演習課題 A:
以下の記録から、語「black」を含む行をすべて集め、一行ずつ書き写してください。

掲載本文:
• • • • • • •
Q、寺山選手は、新座片山FC少年団からFC東京U-15むさしに入りましたが、どんなきっかけで加入したのですか。
A、新座片山FC少年団に所属をしていて、全日本U-12サッカー選手権大会で優勝し、得点王になった時に東京から声をかけてもらいました。それがきっかけです。
Q、フォワードからボランチにポジションを変更したきっかけは何でしょうか。
A、中学3年生の初めに、平川怜選手が年代別代表の活動でチームにいない状況がありました。ボランチで出場していた選手も怪我人が出てしまい、選手が足りなくなる時期がありました。当時の京増雅仁コーチにボランチをやってみないかと言われ、そこからボランチで試合に出場するようになり転向しました。フォワードとしてほとんど試合に出場できていなかったので、ボランチの話がきた時、自分の中では新しい挑戦だと思いました。FC東京U-15むさしに入った時に、平川選手の上手さにびっくりしました。練習中もベンチにいる時も、プレーを意識的に見ていました。ボランチでプレーすることに対しての嫌な感じは全くなかったです。
Q、幼少期は大工になることが夢とありましたが、サッカーを始めたきっかけは何だったのですか。
• • • • • • •
記録一覧:
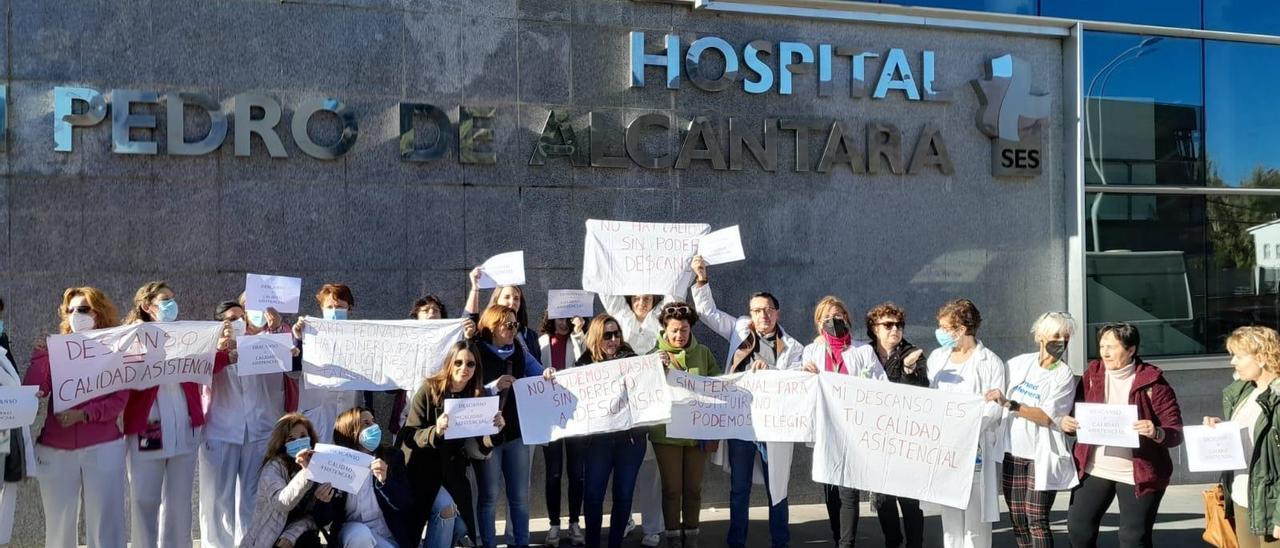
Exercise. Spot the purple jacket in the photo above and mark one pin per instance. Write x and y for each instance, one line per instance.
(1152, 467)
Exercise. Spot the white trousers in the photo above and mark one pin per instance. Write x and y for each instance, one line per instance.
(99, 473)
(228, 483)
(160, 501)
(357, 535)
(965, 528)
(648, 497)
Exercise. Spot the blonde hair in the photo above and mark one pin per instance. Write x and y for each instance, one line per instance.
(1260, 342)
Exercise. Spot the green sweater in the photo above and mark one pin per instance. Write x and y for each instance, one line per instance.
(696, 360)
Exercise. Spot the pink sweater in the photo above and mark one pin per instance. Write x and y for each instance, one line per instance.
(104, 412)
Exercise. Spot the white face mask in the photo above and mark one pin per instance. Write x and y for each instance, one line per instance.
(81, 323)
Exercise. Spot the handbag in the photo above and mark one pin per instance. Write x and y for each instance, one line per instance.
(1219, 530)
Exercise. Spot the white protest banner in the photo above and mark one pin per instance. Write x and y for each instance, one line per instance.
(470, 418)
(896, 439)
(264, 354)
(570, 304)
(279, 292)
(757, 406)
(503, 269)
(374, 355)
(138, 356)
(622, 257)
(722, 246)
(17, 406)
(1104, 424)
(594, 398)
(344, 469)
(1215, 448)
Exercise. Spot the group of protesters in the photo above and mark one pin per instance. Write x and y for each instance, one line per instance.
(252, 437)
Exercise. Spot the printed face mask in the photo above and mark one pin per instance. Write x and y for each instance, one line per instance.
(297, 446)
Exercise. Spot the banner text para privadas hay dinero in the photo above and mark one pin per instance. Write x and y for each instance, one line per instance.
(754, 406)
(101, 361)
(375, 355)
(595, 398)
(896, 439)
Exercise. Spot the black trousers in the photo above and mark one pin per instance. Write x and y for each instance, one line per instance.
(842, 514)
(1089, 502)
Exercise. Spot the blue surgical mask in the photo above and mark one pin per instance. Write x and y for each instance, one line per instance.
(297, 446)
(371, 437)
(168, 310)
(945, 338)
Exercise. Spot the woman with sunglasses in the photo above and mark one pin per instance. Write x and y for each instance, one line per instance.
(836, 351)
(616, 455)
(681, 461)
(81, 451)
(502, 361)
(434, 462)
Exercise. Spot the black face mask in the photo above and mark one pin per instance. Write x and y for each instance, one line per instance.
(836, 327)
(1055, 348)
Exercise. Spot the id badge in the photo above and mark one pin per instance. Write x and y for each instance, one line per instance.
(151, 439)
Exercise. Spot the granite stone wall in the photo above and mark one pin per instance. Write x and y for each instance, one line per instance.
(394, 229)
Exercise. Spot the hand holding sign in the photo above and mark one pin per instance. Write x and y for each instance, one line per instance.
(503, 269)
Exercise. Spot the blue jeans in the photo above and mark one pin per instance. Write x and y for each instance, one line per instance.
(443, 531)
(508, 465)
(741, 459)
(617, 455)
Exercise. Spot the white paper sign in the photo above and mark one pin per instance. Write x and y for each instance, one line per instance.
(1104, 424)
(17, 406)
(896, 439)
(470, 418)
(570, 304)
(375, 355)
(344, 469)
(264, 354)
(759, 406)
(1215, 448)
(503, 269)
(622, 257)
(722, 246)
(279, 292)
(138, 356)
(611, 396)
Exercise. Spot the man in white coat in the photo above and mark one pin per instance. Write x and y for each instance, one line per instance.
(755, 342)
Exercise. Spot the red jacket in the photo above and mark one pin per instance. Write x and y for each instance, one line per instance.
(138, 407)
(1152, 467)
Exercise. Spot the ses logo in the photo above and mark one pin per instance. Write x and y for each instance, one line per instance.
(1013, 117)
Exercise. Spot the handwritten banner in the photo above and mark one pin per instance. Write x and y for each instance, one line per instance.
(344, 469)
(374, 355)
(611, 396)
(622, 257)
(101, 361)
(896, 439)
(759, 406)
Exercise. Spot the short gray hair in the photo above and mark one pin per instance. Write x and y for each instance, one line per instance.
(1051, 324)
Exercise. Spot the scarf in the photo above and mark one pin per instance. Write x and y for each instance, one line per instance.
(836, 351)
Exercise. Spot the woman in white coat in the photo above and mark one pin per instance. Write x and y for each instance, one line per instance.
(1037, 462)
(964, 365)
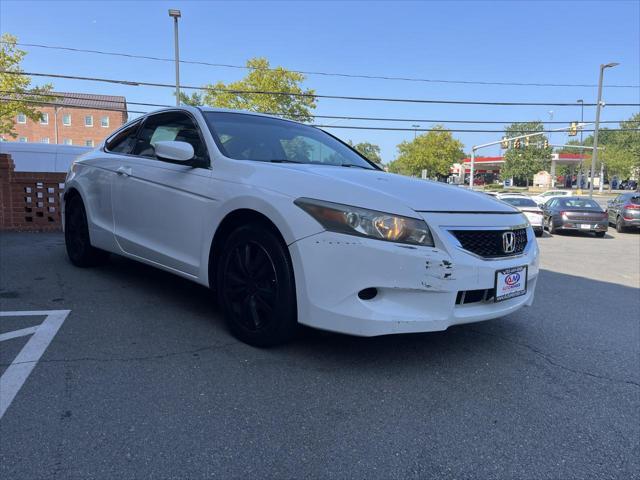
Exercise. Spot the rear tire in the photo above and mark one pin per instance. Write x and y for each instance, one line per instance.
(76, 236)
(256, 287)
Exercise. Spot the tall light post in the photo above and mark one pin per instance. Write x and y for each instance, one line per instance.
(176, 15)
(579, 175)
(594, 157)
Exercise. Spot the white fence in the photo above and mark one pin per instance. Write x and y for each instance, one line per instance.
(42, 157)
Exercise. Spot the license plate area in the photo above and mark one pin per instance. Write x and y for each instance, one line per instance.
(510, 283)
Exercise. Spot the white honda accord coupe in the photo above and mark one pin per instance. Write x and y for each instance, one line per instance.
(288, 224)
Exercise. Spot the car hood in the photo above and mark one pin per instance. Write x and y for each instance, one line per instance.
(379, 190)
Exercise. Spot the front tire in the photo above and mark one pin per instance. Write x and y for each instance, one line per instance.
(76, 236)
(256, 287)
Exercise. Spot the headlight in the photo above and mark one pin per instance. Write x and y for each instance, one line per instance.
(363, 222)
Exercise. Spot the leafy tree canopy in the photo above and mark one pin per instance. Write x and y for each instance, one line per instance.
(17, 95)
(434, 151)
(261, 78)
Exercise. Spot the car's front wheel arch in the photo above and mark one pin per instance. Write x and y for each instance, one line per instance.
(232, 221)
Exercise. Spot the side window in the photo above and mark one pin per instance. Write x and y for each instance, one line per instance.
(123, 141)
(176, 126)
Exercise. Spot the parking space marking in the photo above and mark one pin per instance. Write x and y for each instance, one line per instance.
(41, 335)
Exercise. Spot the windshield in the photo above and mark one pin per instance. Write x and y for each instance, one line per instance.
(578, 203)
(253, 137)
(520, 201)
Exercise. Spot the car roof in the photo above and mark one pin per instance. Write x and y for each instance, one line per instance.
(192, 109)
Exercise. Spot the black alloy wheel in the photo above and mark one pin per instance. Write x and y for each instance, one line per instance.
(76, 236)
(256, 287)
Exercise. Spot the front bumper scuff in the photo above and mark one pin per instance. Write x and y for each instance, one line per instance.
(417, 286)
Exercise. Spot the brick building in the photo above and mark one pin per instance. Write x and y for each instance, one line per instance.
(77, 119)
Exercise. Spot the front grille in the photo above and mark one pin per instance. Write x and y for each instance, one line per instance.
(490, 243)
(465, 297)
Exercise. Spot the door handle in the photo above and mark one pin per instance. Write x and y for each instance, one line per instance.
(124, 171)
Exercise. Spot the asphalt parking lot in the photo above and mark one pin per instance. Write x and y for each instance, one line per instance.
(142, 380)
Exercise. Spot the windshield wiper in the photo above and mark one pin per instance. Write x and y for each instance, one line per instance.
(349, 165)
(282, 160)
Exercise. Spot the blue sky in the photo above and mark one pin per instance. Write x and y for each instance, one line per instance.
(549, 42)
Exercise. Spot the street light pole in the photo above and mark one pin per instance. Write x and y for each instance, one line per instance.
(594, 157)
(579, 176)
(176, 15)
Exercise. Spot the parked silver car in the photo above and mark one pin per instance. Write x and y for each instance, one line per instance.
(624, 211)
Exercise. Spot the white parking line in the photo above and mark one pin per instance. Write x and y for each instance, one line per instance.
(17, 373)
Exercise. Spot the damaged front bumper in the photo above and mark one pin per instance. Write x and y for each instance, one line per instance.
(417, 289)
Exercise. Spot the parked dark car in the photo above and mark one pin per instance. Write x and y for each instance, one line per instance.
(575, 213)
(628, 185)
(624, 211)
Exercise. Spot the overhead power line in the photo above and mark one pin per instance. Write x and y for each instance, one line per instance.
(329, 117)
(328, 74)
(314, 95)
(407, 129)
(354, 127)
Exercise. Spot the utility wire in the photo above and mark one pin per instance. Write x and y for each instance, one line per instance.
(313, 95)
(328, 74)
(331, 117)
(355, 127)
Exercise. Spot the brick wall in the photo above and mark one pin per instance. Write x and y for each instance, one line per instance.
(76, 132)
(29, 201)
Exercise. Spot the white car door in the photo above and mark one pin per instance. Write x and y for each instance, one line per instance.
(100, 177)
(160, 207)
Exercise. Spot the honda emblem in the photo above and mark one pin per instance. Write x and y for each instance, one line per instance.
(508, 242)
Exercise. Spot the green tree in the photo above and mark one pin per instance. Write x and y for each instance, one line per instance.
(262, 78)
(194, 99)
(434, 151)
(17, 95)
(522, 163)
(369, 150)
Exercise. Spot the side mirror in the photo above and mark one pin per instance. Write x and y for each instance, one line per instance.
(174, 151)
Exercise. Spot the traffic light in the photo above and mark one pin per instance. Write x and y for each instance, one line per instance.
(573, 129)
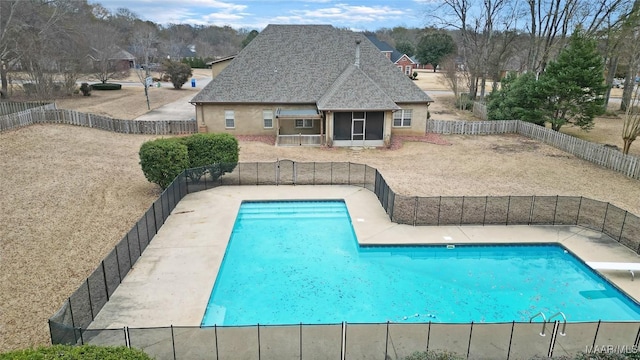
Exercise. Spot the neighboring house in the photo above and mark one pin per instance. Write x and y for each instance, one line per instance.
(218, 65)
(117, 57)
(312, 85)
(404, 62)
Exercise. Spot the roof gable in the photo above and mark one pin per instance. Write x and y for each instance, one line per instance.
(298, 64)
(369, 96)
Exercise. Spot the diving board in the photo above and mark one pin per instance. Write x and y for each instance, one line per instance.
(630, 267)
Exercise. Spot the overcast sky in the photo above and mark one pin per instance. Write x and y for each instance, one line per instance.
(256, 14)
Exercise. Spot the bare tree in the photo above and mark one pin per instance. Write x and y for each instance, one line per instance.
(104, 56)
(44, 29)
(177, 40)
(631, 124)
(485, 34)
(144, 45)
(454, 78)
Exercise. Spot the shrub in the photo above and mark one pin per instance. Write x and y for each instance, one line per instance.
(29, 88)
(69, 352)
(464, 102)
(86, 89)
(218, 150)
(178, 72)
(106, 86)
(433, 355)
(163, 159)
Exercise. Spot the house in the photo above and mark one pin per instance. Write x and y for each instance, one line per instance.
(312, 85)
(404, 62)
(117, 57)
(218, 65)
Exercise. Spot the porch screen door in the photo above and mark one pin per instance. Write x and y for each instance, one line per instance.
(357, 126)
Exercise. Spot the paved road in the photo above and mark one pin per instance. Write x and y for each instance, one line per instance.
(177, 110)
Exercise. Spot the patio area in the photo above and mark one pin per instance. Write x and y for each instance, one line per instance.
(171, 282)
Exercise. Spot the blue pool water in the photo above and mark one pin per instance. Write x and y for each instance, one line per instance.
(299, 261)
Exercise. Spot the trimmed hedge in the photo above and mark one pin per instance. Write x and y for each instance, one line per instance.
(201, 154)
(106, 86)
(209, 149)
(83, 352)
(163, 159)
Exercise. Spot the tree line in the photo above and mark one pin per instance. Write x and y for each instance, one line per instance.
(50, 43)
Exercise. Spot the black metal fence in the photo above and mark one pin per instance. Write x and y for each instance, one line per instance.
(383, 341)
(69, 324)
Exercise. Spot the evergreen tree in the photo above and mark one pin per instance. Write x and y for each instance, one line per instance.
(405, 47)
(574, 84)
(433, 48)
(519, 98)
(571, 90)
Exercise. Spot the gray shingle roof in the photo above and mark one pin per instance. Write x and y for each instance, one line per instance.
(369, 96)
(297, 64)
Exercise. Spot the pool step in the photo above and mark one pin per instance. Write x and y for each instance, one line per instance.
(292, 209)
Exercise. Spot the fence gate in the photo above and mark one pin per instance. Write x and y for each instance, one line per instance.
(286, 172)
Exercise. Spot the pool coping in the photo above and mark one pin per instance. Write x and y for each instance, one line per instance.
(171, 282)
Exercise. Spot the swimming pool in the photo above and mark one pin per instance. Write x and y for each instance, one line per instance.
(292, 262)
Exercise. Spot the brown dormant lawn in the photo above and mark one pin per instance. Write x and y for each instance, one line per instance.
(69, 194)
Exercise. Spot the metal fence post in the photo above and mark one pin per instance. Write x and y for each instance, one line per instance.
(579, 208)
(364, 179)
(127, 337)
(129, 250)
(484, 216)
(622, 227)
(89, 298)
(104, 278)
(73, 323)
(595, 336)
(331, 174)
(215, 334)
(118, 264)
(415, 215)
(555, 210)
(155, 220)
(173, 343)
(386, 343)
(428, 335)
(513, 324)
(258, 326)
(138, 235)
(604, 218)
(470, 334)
• • • • • • •
演習課題 B:
上に掲げた寺山選手へのインタビューについて、最後の文の後に来る部分を書き上げてください。

記述解答 A:
Exercise. Spot the black trousers in the photo above and mark one pin per instance. Write x and y for each instance, one line per instance.
Exercise. Spot the black face mask in the photo above and mark one pin per instance. Write x and y for each instance, one line per instance.
Exercise. Spot the black alloy wheel in the photo above and mark one pin per instance. Write x and y for each instance, one line per instance.
Exercise. Spot the black metal fence in the photo above and mark one pin per instance. Write x and y for each instance, one line per instance.

記述解答 B:
A、大工に密着という番組をテレビで見ていました。家を建ててもらっている家族が凄く喜んでいて、家をこだわって作っているのを見てかっこよく感じて、大工になりたいと思いました。サッカーを始めた理由は、兄がサッカーをしていて、親が試合を見に行くのに一緒について行っていました。その影響でかっこいいなと思いサッカーを始めました。
Q、子供のころに力を入れていたことに気合いとありましたが、今も変わっていないですか。
A、自分のなかで負けず嫌いが一番の特徴的な性格です。力を入れていたわけではないですが、気持ちや物事に対して自然と力が入っていると思います。
Q、プロサッカー選手をめざし始めた時期は小学4年生の頃とのことでした。
A、小学4年生の頃に一度、サッカーはもちろん好きでしたが、バスケットボールがしたくなりました。ですが、自分が所属していた新座片山FC少年団が全国大会の準決勝まで行き、見に行く機会がありました。その試合を見た時に当時の先輩たちの戦っている姿を目の当たりにして自分もこの舞台に立ちたいと一瞬でグッとくるものがありました。色々な人の前でプレーをして、試合に勝てれば気持ちが良いだろうなと思い、そこから本気でサッカーに打ち込み、プロサッカー選手をめざし始めました。
Q、プロになるために自分にベクトルを向けることとありましたが、具体的に教えてください。
A、上手くいかない時に人のせいにしがちな選手が周りにいました。常に自分にベクトルを向けて、その上で周りをどうしていくかだと思っていました。結局、自分になかなかベクトルが向かない選手は、上手くいかない選手が多い印象がありました。それを見ていて、自分にベクトルを向けることの重要性を感じました。
Q、FC東京U-18に所属している時、J3リーグ第20節vsYSCC横浜で公式戦デビューをしました。その時のことは鮮明に覚えていますか。
A、2種登録をされ、次の日の試合でデビューしました。梶山陽平選手と途中交代で出場しました。東京を背負ってきた凄い選手と自分が交代してピッチに入ることに気持ちが高まりましたし、鮮明に覚えています。出場してみて、プロのピッチは凄いと肌で感じることができました。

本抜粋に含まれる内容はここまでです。